Il diritto all'oblio: il diritto ad essere dimenticati

Avv. Serena Conte.
Il diritto all'oblio: il diritto ad essere dimenticati
Giovedi 4 Marzo 2021

Con la nascita e lo sviluppo di Internet si è posto il problema del cosiddetto diritto all’oblio, cioè di come tutelare l’interesse dell’individuo a che non vengano riproposte a tempo indeterminato vicende ormai superate.

Sul web, ciascuno di noi può agevolmente pubblicare notizie, foto, video, audio e, in generale, contenuti digitali che riguardano se stessi o soggetti terzi e che possono rimanere in rete per molto più tempo di quello che immaginiamo.

E può capitare che tali contenuti si rivelino, immediatamente o a distanza di tempo, in qualche misura pregiudizievoli per la reputazione della persona che ne è, suo malgrado, protagonista, oltre che lesivi della sua privacy

Pensiamo ad esempio ad un sito di informazioni che pubblica una notizia che riporta la condanna comminata ad una persona per un certo reato. Potrebbe succedere - e succede più spesso di quello che crediamo - che un’azienda che voglia assumere ricerchi i nomi dei candidati su Google per ottenere maggiori informazioni sul loro profilo. La notizia negativa, per quanto veritiera che sia, rischia di segnare la carriera del lavoratore, benché si tratti di fatti che nulla hanno a che fare con la posizione lavorativa individuata.

## Dati del compito
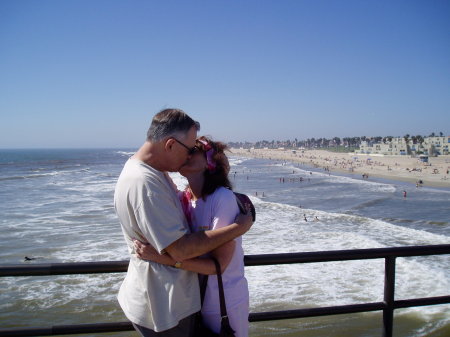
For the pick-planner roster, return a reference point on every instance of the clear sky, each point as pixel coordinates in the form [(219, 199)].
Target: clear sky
[(90, 73)]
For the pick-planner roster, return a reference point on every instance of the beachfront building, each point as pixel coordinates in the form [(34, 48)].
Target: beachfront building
[(395, 147), (431, 146), (435, 146)]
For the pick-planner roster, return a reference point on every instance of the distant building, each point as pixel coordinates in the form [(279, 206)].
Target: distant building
[(435, 146), (431, 146)]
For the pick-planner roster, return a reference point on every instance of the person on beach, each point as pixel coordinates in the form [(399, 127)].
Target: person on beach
[(209, 203), (163, 300)]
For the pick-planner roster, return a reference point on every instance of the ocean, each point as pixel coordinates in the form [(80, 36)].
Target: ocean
[(57, 206)]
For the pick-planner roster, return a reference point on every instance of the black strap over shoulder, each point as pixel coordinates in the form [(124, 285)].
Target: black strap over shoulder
[(243, 199), (204, 283)]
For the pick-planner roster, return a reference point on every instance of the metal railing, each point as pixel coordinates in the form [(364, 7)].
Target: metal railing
[(388, 305)]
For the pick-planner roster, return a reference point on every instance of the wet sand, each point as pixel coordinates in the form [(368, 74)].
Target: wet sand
[(435, 173)]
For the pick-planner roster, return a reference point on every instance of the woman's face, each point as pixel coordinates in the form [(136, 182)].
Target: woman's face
[(196, 164)]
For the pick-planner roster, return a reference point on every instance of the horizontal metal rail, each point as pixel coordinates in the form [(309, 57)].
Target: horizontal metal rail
[(387, 306)]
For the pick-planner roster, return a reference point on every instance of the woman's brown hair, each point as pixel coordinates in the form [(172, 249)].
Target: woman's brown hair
[(217, 176)]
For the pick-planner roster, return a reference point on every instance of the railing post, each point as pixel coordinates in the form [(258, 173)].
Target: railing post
[(389, 291)]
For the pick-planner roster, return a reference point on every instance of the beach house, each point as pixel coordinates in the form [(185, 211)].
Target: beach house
[(431, 146)]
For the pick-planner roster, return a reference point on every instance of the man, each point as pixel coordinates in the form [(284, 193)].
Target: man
[(162, 300)]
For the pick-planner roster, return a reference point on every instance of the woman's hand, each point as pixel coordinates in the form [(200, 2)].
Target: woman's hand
[(147, 252)]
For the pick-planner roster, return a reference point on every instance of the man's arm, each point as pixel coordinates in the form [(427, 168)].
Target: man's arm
[(200, 265), (196, 244)]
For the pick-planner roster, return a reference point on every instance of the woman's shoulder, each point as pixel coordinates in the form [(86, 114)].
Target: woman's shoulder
[(223, 192)]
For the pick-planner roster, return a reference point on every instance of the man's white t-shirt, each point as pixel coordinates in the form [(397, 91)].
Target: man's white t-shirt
[(153, 295), (219, 210)]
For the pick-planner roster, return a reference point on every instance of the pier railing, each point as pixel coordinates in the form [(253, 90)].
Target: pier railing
[(387, 306)]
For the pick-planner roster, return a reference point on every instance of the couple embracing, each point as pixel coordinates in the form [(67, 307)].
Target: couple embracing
[(173, 235)]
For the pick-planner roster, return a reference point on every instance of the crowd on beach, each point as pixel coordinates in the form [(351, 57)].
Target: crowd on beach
[(434, 173)]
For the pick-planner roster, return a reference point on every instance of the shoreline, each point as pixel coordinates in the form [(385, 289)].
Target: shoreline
[(435, 173)]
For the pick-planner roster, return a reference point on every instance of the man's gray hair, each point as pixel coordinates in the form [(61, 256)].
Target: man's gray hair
[(170, 122)]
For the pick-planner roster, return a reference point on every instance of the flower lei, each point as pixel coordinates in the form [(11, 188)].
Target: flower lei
[(209, 155), (186, 197)]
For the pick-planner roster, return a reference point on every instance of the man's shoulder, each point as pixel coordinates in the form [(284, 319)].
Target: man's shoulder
[(223, 193)]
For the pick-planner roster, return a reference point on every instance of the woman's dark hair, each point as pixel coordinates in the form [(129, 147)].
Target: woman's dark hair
[(218, 176)]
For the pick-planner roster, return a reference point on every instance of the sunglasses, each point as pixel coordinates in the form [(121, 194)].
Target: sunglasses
[(191, 150)]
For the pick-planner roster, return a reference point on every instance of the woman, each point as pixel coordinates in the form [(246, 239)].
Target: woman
[(209, 203)]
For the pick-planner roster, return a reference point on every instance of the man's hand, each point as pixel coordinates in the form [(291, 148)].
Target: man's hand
[(147, 252), (245, 220)]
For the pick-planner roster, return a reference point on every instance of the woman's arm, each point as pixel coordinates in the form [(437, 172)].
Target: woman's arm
[(201, 265)]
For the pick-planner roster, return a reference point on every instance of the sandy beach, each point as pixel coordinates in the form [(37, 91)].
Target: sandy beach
[(435, 173)]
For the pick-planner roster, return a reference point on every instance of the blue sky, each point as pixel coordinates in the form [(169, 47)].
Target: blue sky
[(90, 73)]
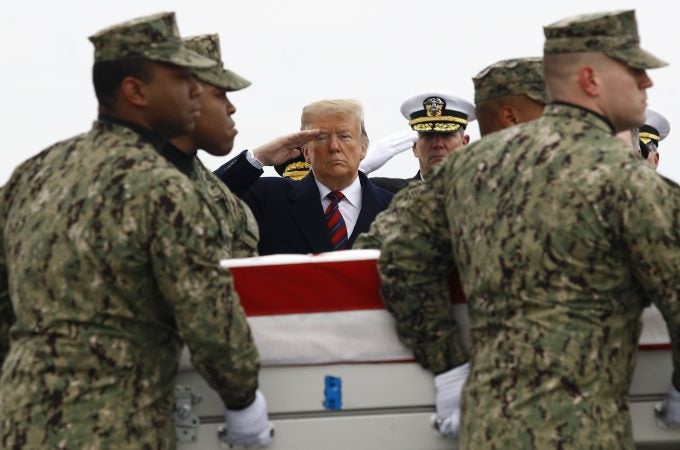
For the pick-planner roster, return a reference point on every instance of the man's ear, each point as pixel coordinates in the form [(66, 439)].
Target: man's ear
[(507, 116), (133, 90), (589, 81)]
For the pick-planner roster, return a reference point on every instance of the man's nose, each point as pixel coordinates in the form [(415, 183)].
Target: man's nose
[(334, 142), (195, 89)]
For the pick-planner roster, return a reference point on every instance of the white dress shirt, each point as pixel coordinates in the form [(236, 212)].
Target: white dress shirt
[(349, 207)]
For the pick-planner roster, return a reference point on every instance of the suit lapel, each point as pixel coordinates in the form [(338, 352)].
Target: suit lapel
[(305, 209), (369, 208)]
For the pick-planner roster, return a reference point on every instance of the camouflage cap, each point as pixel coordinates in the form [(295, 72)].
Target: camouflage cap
[(518, 76), (155, 38), (612, 33), (656, 127), (208, 45)]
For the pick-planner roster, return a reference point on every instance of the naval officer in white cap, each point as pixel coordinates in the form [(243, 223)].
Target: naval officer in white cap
[(440, 119)]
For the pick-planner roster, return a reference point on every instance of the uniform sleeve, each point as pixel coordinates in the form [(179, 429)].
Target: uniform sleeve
[(415, 263), (651, 231), (186, 247), (6, 312)]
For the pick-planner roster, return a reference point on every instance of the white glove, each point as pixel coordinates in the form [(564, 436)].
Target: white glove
[(383, 150), (249, 426), (668, 411), (449, 386)]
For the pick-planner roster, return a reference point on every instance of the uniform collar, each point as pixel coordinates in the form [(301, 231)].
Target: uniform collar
[(179, 159)]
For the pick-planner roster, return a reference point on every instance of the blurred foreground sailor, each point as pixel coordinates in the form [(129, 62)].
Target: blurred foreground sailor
[(214, 133), (328, 208), (439, 119), (561, 238), (109, 264)]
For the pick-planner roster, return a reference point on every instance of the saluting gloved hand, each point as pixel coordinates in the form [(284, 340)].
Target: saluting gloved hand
[(449, 386), (668, 411), (383, 150), (249, 426)]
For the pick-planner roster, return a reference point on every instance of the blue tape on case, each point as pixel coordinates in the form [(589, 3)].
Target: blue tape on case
[(332, 392)]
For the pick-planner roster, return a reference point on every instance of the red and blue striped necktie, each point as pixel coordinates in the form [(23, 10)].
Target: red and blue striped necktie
[(336, 224)]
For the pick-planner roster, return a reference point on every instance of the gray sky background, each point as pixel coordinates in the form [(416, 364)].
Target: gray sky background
[(298, 51)]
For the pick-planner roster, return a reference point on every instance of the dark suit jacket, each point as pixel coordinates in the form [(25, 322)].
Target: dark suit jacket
[(394, 185), (289, 213)]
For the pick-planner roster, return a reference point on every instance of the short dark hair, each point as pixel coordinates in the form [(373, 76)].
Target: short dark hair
[(108, 75)]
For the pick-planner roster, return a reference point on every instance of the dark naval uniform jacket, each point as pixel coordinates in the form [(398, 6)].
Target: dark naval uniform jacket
[(289, 213)]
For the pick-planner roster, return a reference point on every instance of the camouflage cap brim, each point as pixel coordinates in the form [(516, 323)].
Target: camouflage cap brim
[(178, 55), (222, 78), (637, 58)]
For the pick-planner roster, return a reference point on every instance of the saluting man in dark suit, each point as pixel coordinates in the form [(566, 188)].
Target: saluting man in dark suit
[(327, 209), (440, 118)]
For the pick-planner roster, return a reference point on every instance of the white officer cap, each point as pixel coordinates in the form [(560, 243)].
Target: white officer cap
[(437, 111), (656, 127)]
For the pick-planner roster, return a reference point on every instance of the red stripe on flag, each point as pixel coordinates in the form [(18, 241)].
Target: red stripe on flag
[(314, 287)]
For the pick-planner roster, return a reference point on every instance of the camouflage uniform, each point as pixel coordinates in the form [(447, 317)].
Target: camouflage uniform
[(519, 76), (224, 202), (111, 255), (561, 236)]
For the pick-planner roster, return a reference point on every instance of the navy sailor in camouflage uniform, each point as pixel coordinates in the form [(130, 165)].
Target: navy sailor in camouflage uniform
[(561, 236), (109, 264)]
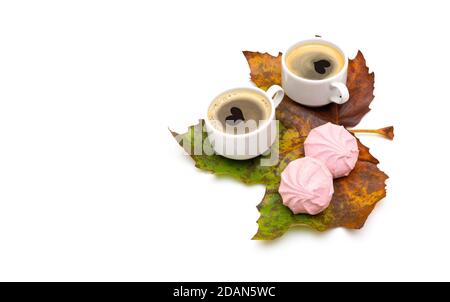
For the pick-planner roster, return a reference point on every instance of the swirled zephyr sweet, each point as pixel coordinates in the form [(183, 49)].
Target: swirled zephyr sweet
[(334, 146), (306, 186)]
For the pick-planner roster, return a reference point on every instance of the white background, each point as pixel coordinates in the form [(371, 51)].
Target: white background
[(94, 188)]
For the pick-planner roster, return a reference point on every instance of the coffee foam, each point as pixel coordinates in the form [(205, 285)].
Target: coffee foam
[(254, 107), (315, 61)]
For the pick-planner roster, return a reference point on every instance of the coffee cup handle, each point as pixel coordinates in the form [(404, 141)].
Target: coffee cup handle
[(342, 93), (276, 94)]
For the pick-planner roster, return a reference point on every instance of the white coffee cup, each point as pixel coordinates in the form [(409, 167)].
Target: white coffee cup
[(243, 145), (315, 93)]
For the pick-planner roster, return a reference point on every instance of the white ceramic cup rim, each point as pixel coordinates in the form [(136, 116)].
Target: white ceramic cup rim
[(261, 128), (320, 41)]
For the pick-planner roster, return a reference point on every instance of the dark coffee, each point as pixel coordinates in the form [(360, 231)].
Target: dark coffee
[(241, 106), (315, 61)]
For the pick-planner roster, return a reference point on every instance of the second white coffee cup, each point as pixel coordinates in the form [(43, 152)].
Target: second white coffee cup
[(315, 92), (247, 145)]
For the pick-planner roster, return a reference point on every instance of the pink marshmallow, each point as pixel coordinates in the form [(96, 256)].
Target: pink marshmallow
[(334, 146), (306, 186)]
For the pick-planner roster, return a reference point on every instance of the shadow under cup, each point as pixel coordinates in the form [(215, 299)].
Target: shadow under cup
[(240, 123)]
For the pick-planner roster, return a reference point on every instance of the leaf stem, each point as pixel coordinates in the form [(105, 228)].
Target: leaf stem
[(387, 132)]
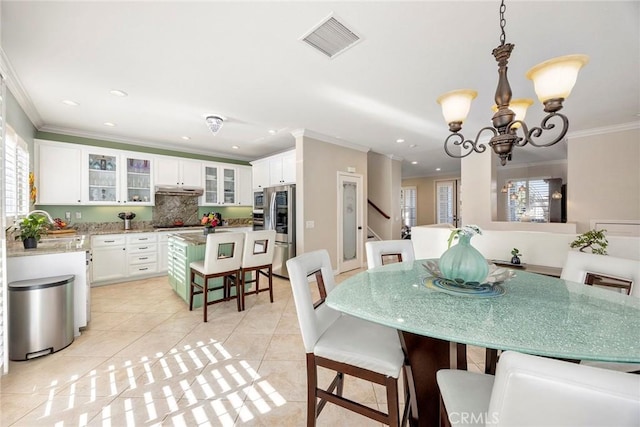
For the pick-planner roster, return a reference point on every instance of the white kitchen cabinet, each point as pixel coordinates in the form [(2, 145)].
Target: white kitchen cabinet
[(176, 171), (260, 173), (245, 187), (109, 257), (221, 185), (114, 177), (59, 173), (142, 254), (282, 168)]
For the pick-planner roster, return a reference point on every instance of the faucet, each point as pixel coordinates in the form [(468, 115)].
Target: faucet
[(43, 213)]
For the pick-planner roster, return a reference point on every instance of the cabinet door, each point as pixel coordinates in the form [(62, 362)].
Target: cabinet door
[(137, 180), (211, 185), (167, 171), (229, 181), (260, 174), (289, 167), (59, 174), (109, 263), (103, 181), (245, 190), (191, 173)]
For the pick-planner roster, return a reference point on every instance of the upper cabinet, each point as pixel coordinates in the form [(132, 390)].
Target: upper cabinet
[(275, 170), (113, 177), (177, 171), (59, 172)]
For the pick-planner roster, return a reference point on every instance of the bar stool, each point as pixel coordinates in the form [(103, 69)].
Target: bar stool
[(259, 248), (222, 258)]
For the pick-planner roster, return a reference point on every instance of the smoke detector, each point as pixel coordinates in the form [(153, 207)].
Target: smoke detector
[(214, 123)]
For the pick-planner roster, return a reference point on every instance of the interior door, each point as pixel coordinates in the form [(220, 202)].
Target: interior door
[(448, 202), (350, 222)]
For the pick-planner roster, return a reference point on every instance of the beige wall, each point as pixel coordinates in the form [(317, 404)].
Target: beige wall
[(317, 167), (426, 189), (604, 178), (603, 182), (384, 180)]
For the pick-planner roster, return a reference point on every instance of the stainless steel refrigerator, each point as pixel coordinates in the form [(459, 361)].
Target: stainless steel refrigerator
[(280, 215)]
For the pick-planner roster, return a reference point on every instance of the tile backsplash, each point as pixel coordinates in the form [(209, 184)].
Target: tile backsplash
[(170, 208)]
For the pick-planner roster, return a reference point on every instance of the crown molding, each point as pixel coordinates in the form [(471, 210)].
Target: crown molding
[(329, 139), (604, 130), (18, 91), (141, 143)]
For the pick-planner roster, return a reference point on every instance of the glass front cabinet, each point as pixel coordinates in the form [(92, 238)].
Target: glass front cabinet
[(117, 178), (220, 185)]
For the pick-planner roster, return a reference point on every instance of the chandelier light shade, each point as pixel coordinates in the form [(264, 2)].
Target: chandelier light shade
[(215, 123), (553, 81)]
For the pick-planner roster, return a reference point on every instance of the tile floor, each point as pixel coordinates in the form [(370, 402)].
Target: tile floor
[(145, 360)]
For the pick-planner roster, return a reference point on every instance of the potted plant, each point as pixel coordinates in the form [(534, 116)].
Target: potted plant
[(515, 256), (593, 239), (31, 229)]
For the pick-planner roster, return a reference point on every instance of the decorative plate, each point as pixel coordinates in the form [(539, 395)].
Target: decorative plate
[(490, 289), (466, 289)]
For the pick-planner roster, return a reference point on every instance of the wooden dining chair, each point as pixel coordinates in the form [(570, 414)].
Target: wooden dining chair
[(222, 259), (381, 250), (611, 273), (257, 258), (343, 344), (534, 391)]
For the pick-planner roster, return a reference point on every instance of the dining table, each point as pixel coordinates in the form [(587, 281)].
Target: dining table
[(533, 314)]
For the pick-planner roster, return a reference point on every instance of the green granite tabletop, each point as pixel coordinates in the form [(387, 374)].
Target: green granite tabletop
[(538, 314)]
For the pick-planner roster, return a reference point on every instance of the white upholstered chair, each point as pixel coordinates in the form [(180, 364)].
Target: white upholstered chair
[(341, 343), (579, 266), (257, 258), (535, 391), (377, 250), (222, 258)]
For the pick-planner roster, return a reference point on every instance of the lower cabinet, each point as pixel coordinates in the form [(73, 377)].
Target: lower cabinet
[(109, 258), (117, 257)]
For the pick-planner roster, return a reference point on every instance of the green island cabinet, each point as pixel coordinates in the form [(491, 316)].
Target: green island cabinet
[(183, 249)]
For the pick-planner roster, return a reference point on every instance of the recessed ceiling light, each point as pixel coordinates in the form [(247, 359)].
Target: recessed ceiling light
[(117, 92)]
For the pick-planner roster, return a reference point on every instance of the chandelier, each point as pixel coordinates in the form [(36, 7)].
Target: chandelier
[(215, 123), (552, 80)]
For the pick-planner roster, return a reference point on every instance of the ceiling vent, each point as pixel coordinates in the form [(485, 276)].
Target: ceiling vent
[(331, 37)]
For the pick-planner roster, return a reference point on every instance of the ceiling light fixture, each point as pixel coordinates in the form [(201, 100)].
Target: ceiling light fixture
[(552, 80), (214, 123)]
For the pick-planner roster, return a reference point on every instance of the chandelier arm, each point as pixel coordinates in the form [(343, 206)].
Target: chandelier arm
[(546, 125), (458, 139)]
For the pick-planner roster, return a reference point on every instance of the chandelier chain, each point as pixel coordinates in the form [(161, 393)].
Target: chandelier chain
[(503, 23)]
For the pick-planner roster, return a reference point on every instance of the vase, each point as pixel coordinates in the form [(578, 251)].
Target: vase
[(463, 262), (30, 243)]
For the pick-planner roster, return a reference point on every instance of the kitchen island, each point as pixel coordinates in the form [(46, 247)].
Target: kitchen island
[(55, 257), (183, 249)]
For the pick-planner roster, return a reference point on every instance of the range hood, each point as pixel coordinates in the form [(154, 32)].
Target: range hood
[(175, 190)]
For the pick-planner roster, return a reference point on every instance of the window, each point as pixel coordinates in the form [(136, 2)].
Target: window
[(16, 167), (408, 206), (528, 198)]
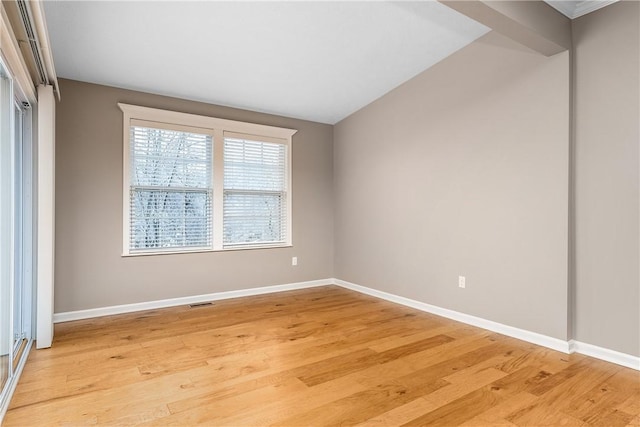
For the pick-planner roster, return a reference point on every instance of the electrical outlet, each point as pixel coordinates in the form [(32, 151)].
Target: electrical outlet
[(462, 282)]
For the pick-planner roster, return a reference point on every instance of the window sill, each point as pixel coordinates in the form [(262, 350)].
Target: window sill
[(202, 250)]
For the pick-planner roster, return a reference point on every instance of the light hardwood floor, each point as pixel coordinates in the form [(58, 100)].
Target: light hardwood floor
[(321, 356)]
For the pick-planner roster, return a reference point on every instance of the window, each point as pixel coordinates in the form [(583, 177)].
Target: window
[(195, 183), (170, 188), (255, 193)]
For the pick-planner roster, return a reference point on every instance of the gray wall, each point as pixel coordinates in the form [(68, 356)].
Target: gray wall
[(463, 170), (89, 269), (607, 111)]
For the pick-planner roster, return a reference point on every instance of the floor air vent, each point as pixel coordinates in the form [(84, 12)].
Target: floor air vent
[(200, 304)]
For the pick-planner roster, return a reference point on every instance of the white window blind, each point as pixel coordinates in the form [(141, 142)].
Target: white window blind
[(170, 189), (255, 192)]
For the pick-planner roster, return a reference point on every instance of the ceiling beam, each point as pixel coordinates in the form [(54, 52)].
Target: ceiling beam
[(534, 24)]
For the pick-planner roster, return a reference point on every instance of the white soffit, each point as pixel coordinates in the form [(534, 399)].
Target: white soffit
[(319, 61), (576, 8)]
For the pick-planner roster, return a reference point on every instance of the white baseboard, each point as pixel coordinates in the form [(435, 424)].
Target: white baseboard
[(522, 334), (571, 346), (606, 354), (172, 302), (13, 381)]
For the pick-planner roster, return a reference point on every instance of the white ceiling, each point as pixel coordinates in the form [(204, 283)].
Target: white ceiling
[(319, 61), (576, 8)]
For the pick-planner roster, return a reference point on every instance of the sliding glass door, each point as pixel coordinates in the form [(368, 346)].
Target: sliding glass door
[(6, 223), (16, 233)]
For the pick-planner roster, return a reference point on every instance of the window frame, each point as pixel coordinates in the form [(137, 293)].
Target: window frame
[(217, 128)]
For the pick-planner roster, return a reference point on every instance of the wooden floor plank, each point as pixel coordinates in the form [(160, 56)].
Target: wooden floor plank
[(320, 356)]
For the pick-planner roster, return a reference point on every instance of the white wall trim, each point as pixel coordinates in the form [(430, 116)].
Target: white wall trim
[(13, 381), (46, 216), (606, 354), (571, 346), (172, 302), (522, 334)]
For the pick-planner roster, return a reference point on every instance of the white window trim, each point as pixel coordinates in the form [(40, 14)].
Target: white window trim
[(216, 127)]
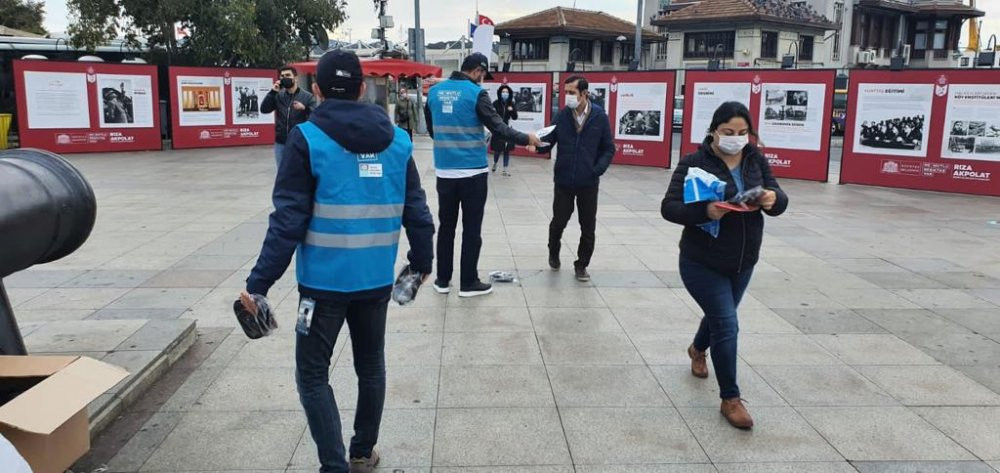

## Serie di compiti
- 1) Nelle voci, riscrivi le righe che vanno da quella contenente "form [(172, 249)]." a quella contenente "[(223, 192)]", entrambe incluse, cambiando "pick-planner roster" in "pick-planner list" e lasciando invariato tutto il resto.
- 2) Prosegui il testo sul diritto all'oblio a partire dalla sua ultima frase.

## Risposte ai compiti
- 1)
For the pick-planner list, return a reference point on every instance of the woman's brown hair, each point as pixel coordinates in the form [(172, 249)].
Target: woman's brown hair
[(217, 176)]
For the pick-planner list, return a reference point on every instance of the railing post, each point as pixel coordinates in the form [(258, 173)].
Target: railing post
[(389, 291)]
For the pick-planner list, return a reference point on every instance of the beach house, each point as pixel coordinates in the form [(185, 211)].
Target: beach house
[(431, 146)]
For the pick-planner list, return a reference point on every instance of the man, each point as pixel coordinates in the form [(284, 193)].
Target: man
[(162, 300)]
For the pick-planner list, return a reference point on every instance of the woman's hand, each point as pixel coordinates in the form [(200, 2)].
Target: woman's hand
[(147, 252)]
For the pick-planner list, return a reference point on every instance of the man's arm, each point as pixel coordinates in the form [(427, 168)].
Target: man's arm
[(200, 265), (196, 244)]
For the pick-planner list, return a reference point on every instance of the woman's shoulder, each point as pixel coordinates in the form [(86, 114)].
Target: woman's shoulder
[(223, 192)]

- 2)
Non meno rilevante per la reputazione del soggetto è la divulgazione tramite web di contenuti multimediali (video, foto, ecc.) che danno un’immagine distorta o non più attuale del soggetto cui si riferiscono. 

Questi dati e notizie, una volta pubblicati online, diventano facilmente reperibili da chiunque acceda alla rete, nella misura in cui i predetti contenuti siano rintracciabili e raggiungibili attraverso i classici motori di ricerca, come ad esempio Google. 

In simili ipotesi cosa può fare il diretto interessato, per evitare che notizie ritenute pregiudizievoli ed offensive continuino ad essere di pubblico dominio?

Esiste un diritto ad essere “dimenticati”?

È stato riconosciuto il diritto di ottenere la rimozione dai motori di ricerca di tutti i link e riferimenti che rimandano ai contenuti online in questione, invocando il cosiddetto diritto all’oblio.

Cos’è il diritto all’oblio 

Il diritto all'oblio è uno dei molteplici aspetti attraverso i quali si manifesta il diritto alla riservatezza e alla protezione dei dati personali.

Diritto all'oblio e diritto di cronaca sono speculari: il presupposto del primo è che l’interesse pubblico alla conoscenza di un fatto è circoscritto in quello spazio di tempo necessario a informarne la collettività, e con il trascorrere del tempo si affievolisce fino a scomparire.

Il diritto all’oblio è oggi regolato dall'art. 17 del GDPR (Regolamento UE sulla protezione dei dati personali n. 679/2016), che stabilisce una serie di criteri e di eccezioni al riguardo.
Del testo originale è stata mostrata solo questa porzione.